*Your task*: The word to find is "exact". State how many lines below contain it, giving only the number.
◆ ◆ ◆ ◆
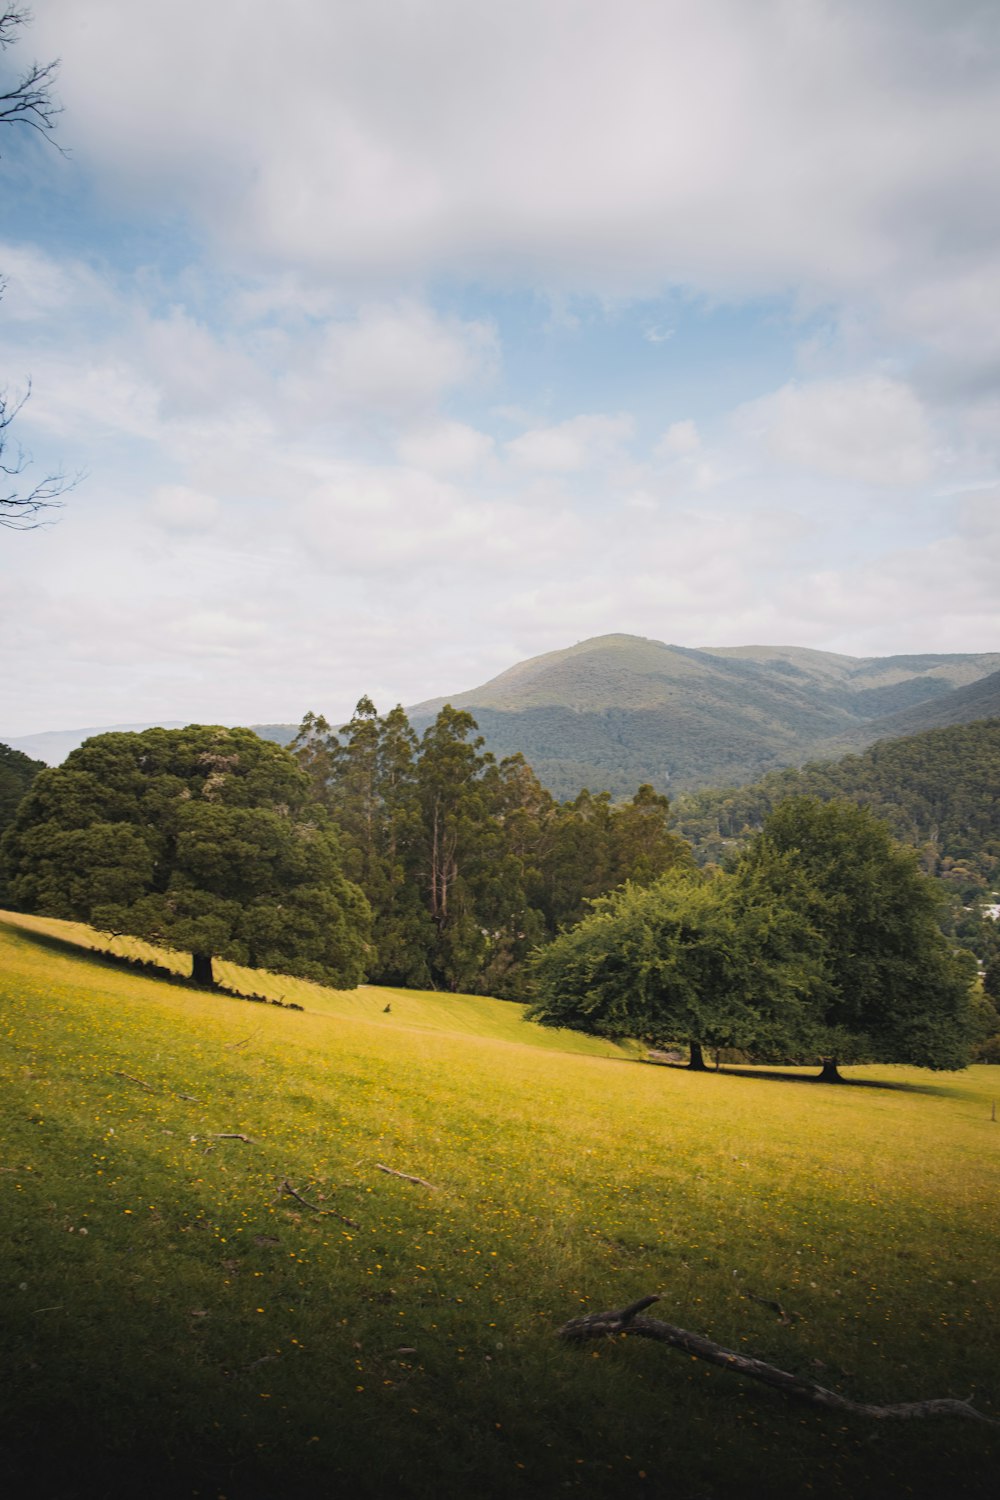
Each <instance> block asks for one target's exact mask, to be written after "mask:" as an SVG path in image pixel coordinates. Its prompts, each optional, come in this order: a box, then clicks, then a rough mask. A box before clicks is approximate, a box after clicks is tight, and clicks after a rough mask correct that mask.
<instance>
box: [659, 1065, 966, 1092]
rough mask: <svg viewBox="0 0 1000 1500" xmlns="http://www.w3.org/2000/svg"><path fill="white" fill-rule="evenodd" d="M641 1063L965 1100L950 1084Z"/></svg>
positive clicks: (811, 1084) (762, 1068) (956, 1089)
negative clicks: (962, 1099) (836, 1077)
mask: <svg viewBox="0 0 1000 1500" xmlns="http://www.w3.org/2000/svg"><path fill="white" fill-rule="evenodd" d="M639 1061H640V1062H646V1064H649V1067H652V1068H673V1070H675V1073H694V1074H696V1076H697V1077H702V1079H717V1077H730V1079H762V1080H763V1082H766V1083H808V1085H817V1083H819V1085H823V1086H825V1088H828V1089H880V1091H883V1092H888V1094H927V1095H936V1097H939V1098H948V1100H955V1098H961V1092H963V1091H961V1089H955V1088H952V1086H951V1085H946V1083H904V1082H903V1080H901V1079H847V1077H844V1076H843V1074H841V1077H840V1080H831V1079H825V1077H823V1076H822V1074H820V1073H786V1071H784V1070H783V1068H741V1067H739V1065H736V1064H732V1062H730V1064H726V1062H724V1064H723V1065H721V1067H718V1068H690V1067H688V1065H687V1062H657V1061H652V1059H649V1058H640V1059H639Z"/></svg>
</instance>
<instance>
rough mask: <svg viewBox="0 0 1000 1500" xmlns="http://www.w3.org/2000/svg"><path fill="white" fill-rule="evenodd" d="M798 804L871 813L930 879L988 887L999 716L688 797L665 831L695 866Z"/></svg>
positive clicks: (997, 866) (999, 730)
mask: <svg viewBox="0 0 1000 1500" xmlns="http://www.w3.org/2000/svg"><path fill="white" fill-rule="evenodd" d="M955 696H958V694H955ZM798 795H808V796H819V798H820V799H822V801H829V799H831V798H843V799H847V801H852V802H859V804H862V805H864V807H870V808H871V810H873V811H874V813H876V814H877V816H879V817H882V819H883V820H885V822H888V823H889V826H891V829H892V832H894V834H895V837H897V838H900V840H901V841H904V843H909V844H913V846H915V847H918V849H921V850H922V855H924V862H925V868H927V870H928V873H931V874H948V876H951V877H954V879H961V877H963V873H964V871H969V874H970V877H972V879H973V880H976V879H979V880H987V882H991V880H994V879H996V874H997V871H1000V717H997V718H988V720H984V721H979V723H970V724H952V726H949V727H945V729H928V730H924V732H922V733H918V735H910V736H907V738H901V739H883V741H879V742H877V744H874V745H870V747H868V748H867V750H865V751H864V753H862V754H849V756H844V757H843V759H840V760H829V762H817V763H810V765H805V766H802V768H801V769H784V771H775V772H772V774H769V775H766V777H763V778H762V780H760V781H757V783H754V784H751V786H742V787H729V789H721V790H714V789H706V790H702V792H696V793H690V795H687V796H681V798H678V799H676V802H675V805H673V825H675V828H676V831H678V832H681V834H682V835H684V837H685V838H688V840H691V843H694V846H696V849H697V852H699V855H700V858H715V859H718V858H721V856H724V855H726V853H727V852H732V849H733V847H735V846H736V844H738V843H739V841H742V840H744V838H747V837H748V835H750V834H751V832H754V831H756V829H759V828H760V826H762V823H763V820H765V817H766V816H768V813H769V811H771V810H772V808H774V807H775V805H777V804H778V802H781V801H783V799H784V798H786V796H798Z"/></svg>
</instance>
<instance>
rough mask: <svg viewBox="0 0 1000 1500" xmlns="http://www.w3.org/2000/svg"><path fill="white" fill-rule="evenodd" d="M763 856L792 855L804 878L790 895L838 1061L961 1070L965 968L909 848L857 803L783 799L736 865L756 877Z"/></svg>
mask: <svg viewBox="0 0 1000 1500" xmlns="http://www.w3.org/2000/svg"><path fill="white" fill-rule="evenodd" d="M775 859H792V861H793V862H795V867H796V868H798V870H799V871H801V874H802V876H804V882H802V883H801V885H799V888H798V892H796V895H795V900H796V904H798V906H799V909H801V912H802V913H804V916H807V918H808V921H810V922H811V926H813V927H814V929H816V930H817V932H819V933H820V936H822V942H823V974H822V980H820V983H819V986H817V990H816V1004H817V1008H819V1016H820V1022H822V1026H823V1028H825V1031H826V1040H825V1050H826V1052H828V1053H831V1055H835V1056H840V1059H841V1061H844V1062H847V1061H853V1062H909V1064H915V1065H916V1067H921V1068H963V1067H966V1064H967V1062H969V1049H970V1044H972V1043H973V1041H975V1022H973V1016H972V977H973V972H975V965H973V963H972V960H969V957H967V956H966V954H961V953H955V951H954V950H952V948H951V945H949V944H948V941H946V939H945V936H943V935H942V930H940V926H939V921H937V915H939V904H940V903H939V897H937V892H936V889H934V885H933V882H931V880H930V879H928V877H927V876H925V874H924V873H922V871H921V868H919V862H918V856H916V852H915V850H913V849H906V847H903V846H901V844H898V843H895V840H894V838H892V835H891V832H889V829H888V828H886V825H885V823H883V822H880V820H879V819H877V817H876V816H874V814H873V813H870V811H868V810H867V808H865V807H856V805H853V804H850V802H822V801H819V799H817V798H813V796H792V798H789V799H787V801H784V802H781V804H780V805H778V807H777V808H775V810H774V811H772V813H771V816H769V817H768V819H766V822H765V825H763V829H762V832H760V835H759V837H757V838H756V840H754V841H753V844H751V846H750V849H748V850H747V853H745V856H744V859H742V861H741V865H739V867H738V868H741V870H744V871H756V873H757V874H759V877H762V879H763V880H765V882H766V879H768V876H766V871H768V867H769V865H774V862H775ZM783 894H784V892H783Z"/></svg>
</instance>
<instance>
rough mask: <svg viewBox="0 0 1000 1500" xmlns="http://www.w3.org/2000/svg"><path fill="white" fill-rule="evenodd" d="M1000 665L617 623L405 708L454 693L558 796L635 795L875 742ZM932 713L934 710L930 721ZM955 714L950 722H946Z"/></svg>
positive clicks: (974, 706) (954, 708)
mask: <svg viewBox="0 0 1000 1500" xmlns="http://www.w3.org/2000/svg"><path fill="white" fill-rule="evenodd" d="M991 673H993V675H1000V654H996V652H994V654H969V655H960V654H955V655H930V654H928V655H900V657H865V658H858V657H847V655H837V654H834V652H828V651H811V649H805V648H796V646H708V648H702V649H693V648H687V646H673V645H666V643H664V642H660V640H648V639H645V637H640V636H627V634H612V636H597V637H594V639H591V640H582V642H579V643H577V645H576V646H570V648H568V649H564V651H550V652H547V654H544V655H540V657H532V658H531V660H528V661H520V663H517V664H516V666H513V667H510V669H508V670H507V672H502V673H501V675H499V676H496V678H493V679H492V681H489V682H484V684H483V685H481V687H475V688H471V690H468V691H463V693H457V694H453V696H451V697H438V699H430V700H427V702H424V703H417V705H415V706H414V708H411V709H409V717H411V720H412V723H414V727H415V729H418V730H421V729H423V727H426V724H427V723H430V721H432V718H433V717H435V714H436V712H438V709H439V708H441V706H442V705H444V703H445V702H450V703H453V705H454V706H456V708H468V709H469V711H471V712H472V714H474V717H475V720H477V723H478V724H480V729H481V732H483V735H484V738H486V742H487V745H489V748H490V750H493V753H495V754H498V756H504V754H511V753H513V751H517V750H520V751H522V753H523V754H525V756H526V759H528V760H529V763H531V765H532V766H534V769H535V772H537V774H538V777H540V778H541V781H544V784H546V786H547V787H549V789H550V790H552V792H555V795H556V796H571V795H574V793H576V792H577V790H579V789H580V787H582V786H589V787H592V789H598V787H600V789H609V790H610V792H613V793H615V795H618V796H625V795H631V793H633V792H634V789H636V786H637V784H639V783H640V781H652V783H654V786H657V787H658V789H660V790H669V792H672V793H676V792H679V790H688V789H693V787H699V786H726V784H741V783H747V781H753V780H756V778H757V777H760V775H763V774H766V772H768V771H771V769H777V768H781V766H787V765H799V763H802V762H804V760H808V759H811V757H814V756H817V754H823V753H837V750H843V748H853V747H855V745H864V744H870V742H871V741H873V739H877V738H882V736H885V735H886V733H892V732H894V730H892V729H891V727H889V729H886V727H883V726H885V724H886V723H889V721H891V720H894V718H897V717H900V718H903V727H900V729H897V730H895V733H906V732H907V730H910V732H912V730H913V729H916V727H924V723H925V720H924V718H922V717H921V715H922V714H925V712H927V714H939V712H945V711H946V705H952V703H954V708H952V712H954V715H955V718H957V720H960V721H961V720H964V718H976V717H982V714H984V709H982V703H981V702H979V700H978V699H975V697H973V699H972V700H970V702H969V703H966V706H964V708H963V703H961V700H960V702H955V700H957V699H958V697H960V693H963V691H966V693H970V691H972V690H973V687H976V685H979V682H981V679H984V678H988V676H990V675H991ZM930 721H931V723H937V721H942V720H937V718H931V720H930ZM945 721H952V720H945Z"/></svg>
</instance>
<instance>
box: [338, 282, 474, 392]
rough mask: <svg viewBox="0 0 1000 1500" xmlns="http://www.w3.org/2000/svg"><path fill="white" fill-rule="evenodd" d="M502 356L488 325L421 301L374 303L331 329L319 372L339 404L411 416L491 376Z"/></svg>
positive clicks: (339, 322) (366, 306)
mask: <svg viewBox="0 0 1000 1500" xmlns="http://www.w3.org/2000/svg"><path fill="white" fill-rule="evenodd" d="M498 353H499V351H498V342H496V332H495V330H493V329H492V327H490V326H489V324H487V323H484V321H460V320H457V318H442V317H438V315H435V314H433V312H432V311H430V309H429V308H427V306H424V305H421V303H417V302H399V303H394V305H369V306H364V308H361V309H360V312H358V315H357V317H355V318H352V320H349V321H343V323H340V321H331V323H328V324H327V326H325V330H324V336H322V344H321V348H319V356H318V362H316V374H318V375H319V377H321V378H322V380H324V384H325V390H327V396H328V401H330V404H331V405H334V407H340V405H346V407H354V408H357V407H361V408H366V410H372V408H379V410H385V411H391V413H406V411H411V410H414V408H415V410H420V408H426V407H429V405H432V404H433V402H435V401H436V399H438V398H439V396H441V393H442V392H445V390H448V389H451V387H454V386H459V384H462V383H465V381H474V380H480V378H483V377H486V375H487V374H489V372H490V371H492V369H493V368H495V365H496V360H498Z"/></svg>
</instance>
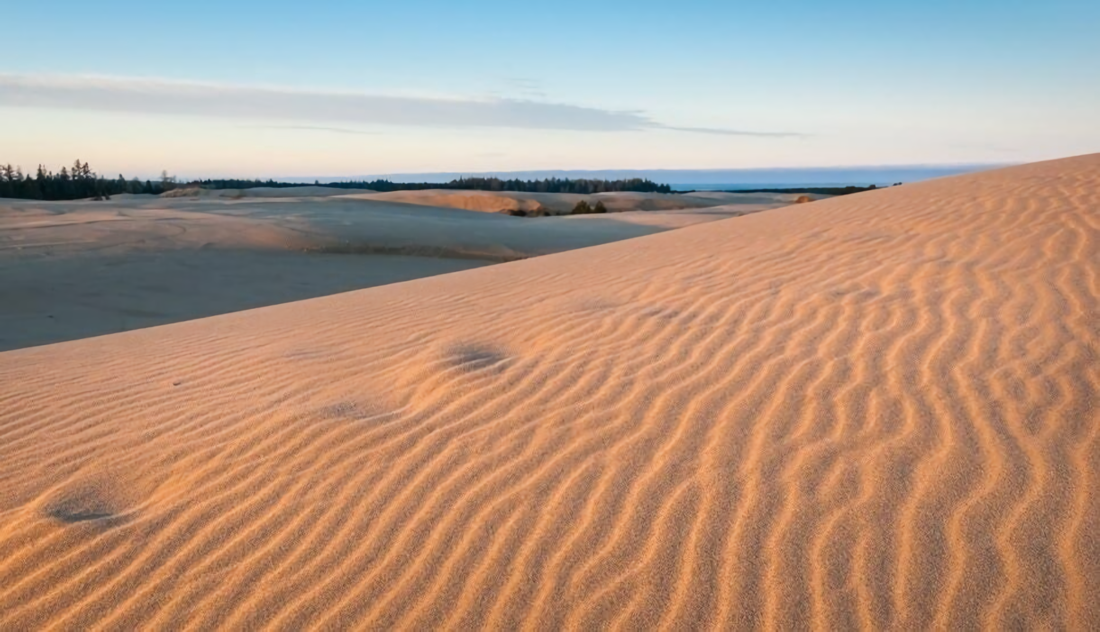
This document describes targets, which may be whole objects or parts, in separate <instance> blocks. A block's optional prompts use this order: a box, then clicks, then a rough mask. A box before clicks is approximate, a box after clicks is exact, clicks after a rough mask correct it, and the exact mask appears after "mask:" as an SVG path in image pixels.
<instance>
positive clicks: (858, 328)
mask: <svg viewBox="0 0 1100 632" xmlns="http://www.w3.org/2000/svg"><path fill="white" fill-rule="evenodd" d="M517 221H521V220H517ZM1098 253H1100V155H1092V156H1085V157H1079V158H1070V159H1065V160H1055V162H1048V163H1040V164H1035V165H1026V166H1022V167H1012V168H1008V169H1001V170H997V171H990V173H985V174H977V175H968V176H961V177H955V178H948V179H943V180H935V181H928V182H921V184H916V185H906V186H904V187H898V188H892V189H887V190H880V191H873V192H868V193H859V195H855V196H848V197H844V198H837V199H832V200H825V201H821V202H815V203H812V204H801V206H799V207H789V208H784V209H779V210H773V211H769V212H767V213H758V214H752V215H748V217H745V218H739V219H734V220H727V221H723V222H716V223H709V224H704V225H697V226H690V228H686V229H683V230H680V231H675V232H670V233H663V234H656V235H650V236H643V237H638V239H635V240H629V241H623V242H618V243H613V244H607V245H602V246H596V247H593V248H586V250H581V251H573V252H568V253H562V254H557V255H549V256H546V257H539V258H533V259H527V260H521V262H515V263H508V264H502V265H498V266H491V267H485V268H478V269H473V270H466V271H463V273H458V274H454V275H445V276H440V277H432V278H426V279H419V280H414V281H409V282H404V284H397V285H390V286H385V287H379V288H372V289H367V290H361V291H355V292H349V293H344V295H339V296H332V297H326V298H319V299H312V300H309V301H301V302H296V303H288V304H284V306H277V307H271V308H264V309H259V310H253V311H246V312H239V313H233V314H227V315H221V317H215V318H209V319H204V320H198V321H191V322H186V323H178V324H174V325H167V326H163V328H154V329H146V330H141V331H135V332H128V333H122V334H117V335H111V336H103V337H99V339H90V340H85V341H77V342H72V343H64V344H58V345H51V346H45V347H38V348H29V350H22V351H14V352H8V353H3V354H0V517H2V520H0V629H5V630H7V629H11V630H19V629H34V628H42V627H54V628H67V629H89V628H96V629H136V628H145V629H147V628H154V629H156V628H193V629H210V628H215V627H222V628H230V629H253V628H259V627H272V628H277V629H301V628H304V627H312V628H322V629H334V628H354V629H387V628H401V629H436V628H442V629H454V630H477V629H485V628H492V629H508V630H513V629H579V630H591V629H605V628H617V629H653V628H664V629H705V628H711V629H738V628H753V627H764V628H772V629H804V628H810V627H817V628H829V629H855V628H860V629H869V630H886V629H898V630H921V629H933V628H935V629H950V630H960V629H974V628H978V627H986V628H990V629H1071V630H1096V629H1098V628H1100V601H1098V600H1097V599H1096V596H1097V595H1100V491H1098V490H1100V412H1098V410H1097V401H1098V393H1100V357H1098V347H1100V332H1098V326H1097V324H1098V323H1100V274H1098V268H1100V260H1098Z"/></svg>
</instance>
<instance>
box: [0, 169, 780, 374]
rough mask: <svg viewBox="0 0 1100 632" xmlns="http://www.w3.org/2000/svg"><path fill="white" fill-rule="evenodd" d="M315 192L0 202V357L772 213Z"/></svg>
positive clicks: (768, 205)
mask: <svg viewBox="0 0 1100 632" xmlns="http://www.w3.org/2000/svg"><path fill="white" fill-rule="evenodd" d="M316 189H317V187H295V188H293V189H250V190H249V191H260V193H265V192H274V193H278V195H284V196H285V197H279V198H274V197H270V196H266V195H256V196H252V197H248V198H241V199H238V198H235V197H233V196H230V198H228V199H226V198H220V197H218V196H213V195H211V196H200V197H197V198H190V197H171V198H155V197H152V196H140V197H139V196H129V197H123V196H118V197H116V199H112V200H110V201H99V202H96V201H76V202H41V201H33V200H0V279H2V280H0V352H3V351H8V350H12V348H22V347H25V346H32V345H36V344H48V343H55V342H63V341H68V340H76V339H80V337H87V336H91V335H102V334H109V333H118V332H121V331H129V330H133V329H139V328H143V326H153V325H158V324H167V323H173V322H179V321H182V320H187V319H194V318H204V317H209V315H216V314H219V313H226V312H231V311H238V310H242V309H251V308H257V307H264V306H270V304H277V303H279V302H289V301H294V300H301V299H307V298H316V297H319V296H326V295H331V293H337V292H341V291H349V290H354V289H362V288H365V287H373V286H378V285H384V284H387V282H398V281H406V280H410V279H415V278H421V277H426V276H431V275H438V274H443V273H449V271H455V270H464V269H470V268H473V267H480V266H484V265H488V264H493V263H499V262H509V260H516V259H522V258H527V257H531V256H538V255H544V254H550V253H557V252H562V251H568V250H571V248H579V247H585V246H592V245H596V244H604V243H607V242H613V241H617V240H625V239H629V237H636V236H639V235H646V234H652V233H656V232H660V231H663V230H669V229H675V228H682V226H684V225H690V224H694V223H700V222H705V221H714V220H719V219H724V218H729V217H736V215H740V214H746V213H751V212H758V211H761V210H767V209H771V208H777V207H780V206H783V202H782V201H777V200H771V201H770V202H769V201H768V200H756V199H752V198H745V199H741V198H738V199H737V202H736V203H731V204H725V206H720V207H712V208H707V209H696V210H692V211H663V212H660V211H658V212H642V211H638V212H623V213H609V214H601V215H593V217H580V215H579V217H570V218H539V219H537V220H536V219H521V218H511V217H507V215H499V214H495V213H484V212H469V211H465V210H458V209H453V208H434V207H427V206H419V204H406V203H394V202H388V201H384V200H375V199H371V198H360V197H357V196H348V197H344V196H333V195H330V196H315V195H312V193H317V191H316ZM330 191H339V192H341V193H343V192H344V191H342V190H340V189H330ZM219 192H223V191H206V193H219ZM577 220H583V221H577ZM345 255H351V256H345Z"/></svg>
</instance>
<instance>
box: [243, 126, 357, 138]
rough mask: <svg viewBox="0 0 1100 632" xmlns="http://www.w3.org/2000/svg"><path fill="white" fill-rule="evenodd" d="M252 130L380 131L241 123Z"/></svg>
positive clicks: (323, 126) (339, 131) (344, 132)
mask: <svg viewBox="0 0 1100 632" xmlns="http://www.w3.org/2000/svg"><path fill="white" fill-rule="evenodd" d="M241 126H242V127H249V129H252V130H297V131H299V132H331V133H333V134H354V135H356V136H377V135H378V134H379V132H366V131H363V130H349V129H346V127H329V126H323V125H241Z"/></svg>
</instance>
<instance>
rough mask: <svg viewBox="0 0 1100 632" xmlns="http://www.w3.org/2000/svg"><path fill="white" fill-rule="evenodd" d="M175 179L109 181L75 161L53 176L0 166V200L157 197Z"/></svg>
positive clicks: (106, 179)
mask: <svg viewBox="0 0 1100 632" xmlns="http://www.w3.org/2000/svg"><path fill="white" fill-rule="evenodd" d="M176 186H177V185H176V181H175V178H172V177H169V176H168V175H167V174H166V173H165V174H164V175H163V176H162V177H161V180H158V181H155V182H154V181H152V180H145V181H142V180H139V179H136V178H134V179H132V180H128V179H125V178H124V177H122V176H121V175H120V176H119V177H118V178H117V179H109V178H105V177H102V176H100V175H99V174H97V173H96V171H92V170H91V167H89V166H88V163H81V162H80V160H76V162H75V163H73V167H72V168H69V167H62V169H61V171H58V173H56V174H55V173H53V171H50V170H47V169H46V168H45V167H43V166H41V165H40V166H38V169H37V170H36V171H35V173H34V175H31V174H24V173H23V170H22V169H21V168H20V167H12V166H11V165H4V166H0V198H21V199H25V200H81V199H85V198H100V199H102V198H107V197H110V196H114V195H118V193H153V195H160V193H163V192H164V191H166V190H168V189H171V188H174V187H176Z"/></svg>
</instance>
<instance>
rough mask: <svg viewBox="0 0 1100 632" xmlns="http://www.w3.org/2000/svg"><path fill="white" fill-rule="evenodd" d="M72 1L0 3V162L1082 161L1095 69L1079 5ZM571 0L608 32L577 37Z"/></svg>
◆ ◆ ◆ ◆
*Task solution*: 2